*** Opening DOCUMENT EXTRACT ***

In [1]:
import numpy as np
import pandas as pd
import matplotlib.pyplot as plt
import seaborn as sns

from sklearn.decomposition import PCA
from sklearn.preprocessing import FunctionTransformer
from sklearn.model_selection import train_test_split
from sklearn.linear_model import LogisticRegression
from sklearn.ensemble import RandomForestClassifier
from sklearn.metrics import accuracy_score, confusion_matrix
from sklearn.pipeline import Pipeline
from sklearn.neural_network import MLPClassifier

from time import time

pd.set_option('display.precision', 3)

prng = np.random.RandomState(20250324)

# Introduction to Neural networks

## Recap from last class: MNIST digits

In [None]:
# Load MNIST dataset from Keras
from tensorflow.keras.datasets import mnist

# Load data with predefined train/test split
(X_train_full, y_train_full), (X_test, y_test) = mnist.load_data()

# Look at the dimensions
print(f"X_train_full: {X_train_full.shape}")
print(f"y_train_full: {y_train_full.shape}")
print(f"X_test_full:  {X_test.shape}")
print(f"y_test_full:  {y_test.shape}")

fig, axs = plt.subplots(5, 5, figsize=(10,10))
for i, ax in enumerate(axs.flatten()):
    ax.imshow(X_train_full[i], cmap="binary")
    ax.axis("off")
    ax.set_title(f"Label: {y_train_full[i]}")
plt.tight_layout()
plt.show()

In [3]:
# Define preprocessing step: rescale and flatten
def preprocessImageData(X):
    return X.reshape(X.shape[0], -1) / 255

## Benchmark: logistic regression

[Note that regularization is applied by default.](https://arc.net/l/quote/ndorcdmu)

In [None]:
pipe_lr_full = Pipeline([
    ("preprocess", FunctionTransformer(preprocessImageData)),
    ("lr", LogisticRegression(max_iter=1000, random_state=prng))
])

time0 = time()

*** Closing DOCUMENT EXTRACT ***

- **REQUEST**: Reproduce the entire notebook extract on neural networks above, unchanged.

*** Opening RECORDS SHOWN ***

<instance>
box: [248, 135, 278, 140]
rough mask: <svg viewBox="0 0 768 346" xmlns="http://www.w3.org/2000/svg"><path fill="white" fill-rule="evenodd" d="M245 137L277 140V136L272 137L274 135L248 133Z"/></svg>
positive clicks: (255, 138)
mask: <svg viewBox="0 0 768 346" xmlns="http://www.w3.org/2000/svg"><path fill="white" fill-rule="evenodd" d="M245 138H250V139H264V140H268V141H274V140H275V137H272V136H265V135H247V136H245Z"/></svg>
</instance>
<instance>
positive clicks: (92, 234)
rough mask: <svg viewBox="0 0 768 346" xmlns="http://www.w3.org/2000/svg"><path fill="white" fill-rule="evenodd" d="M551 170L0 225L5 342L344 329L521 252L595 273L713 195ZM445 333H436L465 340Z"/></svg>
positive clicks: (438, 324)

*** Closing RECORDS SHOWN ***

- **RESPONSE FOR THIS EXERCISE**:
In [1]:
import numpy as np
import pandas as pd
import matplotlib.pyplot as plt
import seaborn as sns

from sklearn.decomposition import PCA
from sklearn.preprocessing import FunctionTransformer
from sklearn.model_selection import train_test_split
from sklearn.linear_model import LogisticRegression
from sklearn.ensemble import RandomForestClassifier
from sklearn.metrics import accuracy_score, confusion_matrix
from sklearn.pipeline import Pipeline
from sklearn.neural_network import MLPClassifier

from time import time

pd.set_option('display.precision', 3)

prng = np.random.RandomState(20250324)

# Introduction to Neural networks

## Recap from last class: MNIST digits

In [None]:
# Load MNIST dataset from Keras
from tensorflow.keras.datasets import mnist

# Load data with predefined train/test split
(X_train_full, y_train_full), (X_test, y_test) = mnist.load_data()

# Look at the dimensions
print(f"X_train_full: {X_train_full.shape}")
print(f"y_train_full: {y_train_full.shape}")
print(f"X_test_full:  {X_test.shape}")
print(f"y_test_full:  {y_test.shape}")

fig, axs = plt.subplots(5, 5, figsize=(10,10))
for i, ax in enumerate(axs.flatten()):
    ax.imshow(X_train_full[i], cmap="binary")
    ax.axis("off")
    ax.set_title(f"Label: {y_train_full[i]}")
plt.tight_layout()
plt.show()

In [3]:
# Define preprocessing step: rescale and flatten
def preprocessImageData(X):
    return X.reshape(X.shape[0], -1) / 255

## Benchmark: logistic regression

[Note that regularization is applied by default.](https://arc.net/l/quote/ndorcdmu)

In [None]:
pipe_lr_full = Pipeline([
    ("preprocess", FunctionTransformer(preprocessImageData)),
    ("lr", LogisticRegression(max_iter=1000, random_state=prng))
])

time0 = time()